■ **The problem**
Switch each "innermost" to "central" throughout the material below, and write out all of its lines again with nothing else altered.

■ **Entries provided**
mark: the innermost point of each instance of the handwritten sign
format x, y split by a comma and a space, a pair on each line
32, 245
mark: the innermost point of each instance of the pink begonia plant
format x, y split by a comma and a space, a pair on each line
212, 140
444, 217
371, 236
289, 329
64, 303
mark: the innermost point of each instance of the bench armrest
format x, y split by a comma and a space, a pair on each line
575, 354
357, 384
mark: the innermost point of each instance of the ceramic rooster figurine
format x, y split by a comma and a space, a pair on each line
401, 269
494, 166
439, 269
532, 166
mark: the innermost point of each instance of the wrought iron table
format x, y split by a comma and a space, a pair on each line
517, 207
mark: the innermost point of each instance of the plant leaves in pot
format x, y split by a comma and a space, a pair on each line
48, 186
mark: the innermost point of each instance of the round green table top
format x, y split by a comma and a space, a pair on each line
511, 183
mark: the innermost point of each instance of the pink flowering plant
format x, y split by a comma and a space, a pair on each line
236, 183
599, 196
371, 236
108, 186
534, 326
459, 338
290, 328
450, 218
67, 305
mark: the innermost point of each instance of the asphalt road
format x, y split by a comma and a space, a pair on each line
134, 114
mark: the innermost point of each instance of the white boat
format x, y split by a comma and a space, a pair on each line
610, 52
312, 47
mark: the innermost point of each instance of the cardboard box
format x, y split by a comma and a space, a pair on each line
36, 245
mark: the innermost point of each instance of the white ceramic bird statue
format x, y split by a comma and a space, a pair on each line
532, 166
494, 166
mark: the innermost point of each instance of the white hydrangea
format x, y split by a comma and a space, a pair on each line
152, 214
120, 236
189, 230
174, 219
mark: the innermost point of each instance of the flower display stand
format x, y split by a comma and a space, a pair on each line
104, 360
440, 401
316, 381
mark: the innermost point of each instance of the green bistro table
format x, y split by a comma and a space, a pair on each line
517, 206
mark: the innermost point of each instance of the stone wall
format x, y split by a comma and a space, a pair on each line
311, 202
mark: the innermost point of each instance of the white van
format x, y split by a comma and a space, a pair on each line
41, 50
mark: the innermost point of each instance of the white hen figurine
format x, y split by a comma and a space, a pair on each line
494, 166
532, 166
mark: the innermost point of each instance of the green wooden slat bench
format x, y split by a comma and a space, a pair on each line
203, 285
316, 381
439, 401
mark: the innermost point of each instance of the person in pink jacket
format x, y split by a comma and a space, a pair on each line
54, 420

■ **Solution to the problem**
mark: the central point of each instance of the handwritten sign
format x, y split by a comma and a space, a pair on each line
32, 245
mark: the central point of each instance of the pink begonia plant
format x, y split by a comma and a space, a pair on each line
212, 140
444, 217
371, 236
289, 329
64, 303
mark: the central point of each instance of the bench armrest
format x, y split by a comma and a space, a pair on each line
575, 354
357, 384
mark: the central point of each instance of the ceramic rooster figurine
format x, y split by a comma and a space, a pair on each line
401, 269
494, 166
439, 269
532, 166
mark: the central point of each instance of the wrought iron table
format x, y split by a comma and a space, a pair on each line
517, 207
mark: the central point of each instance of the plant leaves in pot
format x, y split by a comma and a space, a pair on each line
48, 186
mark: the central point of each instance of the round green table top
format x, y split by a comma and a space, a pair on each line
511, 183
mark: the central point of each instance of the pink flowering plant
format x, y split by a comma and a space, a pair on each line
236, 183
599, 196
371, 236
108, 186
534, 326
459, 338
290, 328
450, 218
67, 305
mark: the central point of each instance of the asphalt road
format x, y split by a comma and a space, a pair on each line
134, 114
mark: the central point of each instance of the white boat
format x, y split by a comma and a space, a pair on each line
610, 52
312, 47
mark: the central point of each instance of the cardboard box
format x, y split by a comma and a space, a pair on each line
36, 245
mark: the central point of each instance of the white ceramic bird statue
format x, y split by a comma and a space, a pair on each line
532, 166
494, 166
mark: the central point of each instance of the white hydrangea
format x, y split by a comma and a space, a pair on each line
152, 214
120, 236
189, 230
174, 219
mark: the central point of each instance of the flower display stand
format x, y split by a comma and a space, a pair on each line
104, 360
440, 401
316, 381
mark: the central point of each instance of the green bistro table
format x, y split by a comma and a space, a pair on each line
517, 206
mark: the central point of each instance of the stone wall
format x, y split by a comma and a space, a pair on each line
311, 202
mark: the central point of each instance of the white van
format x, y split by a comma and a space, a pair on each line
41, 50
mark: the central point of each instance of the white hen figurine
format x, y split by a comma and a space, a pair on each line
494, 166
532, 166
mark: the central point of each instance of the green wooden slat bench
format x, y split by a comma and a space, a pair on each line
203, 285
316, 381
439, 401
mark: the central point of each instance of the person in pink jacket
format x, y split by a comma and a space, a pair on each line
54, 420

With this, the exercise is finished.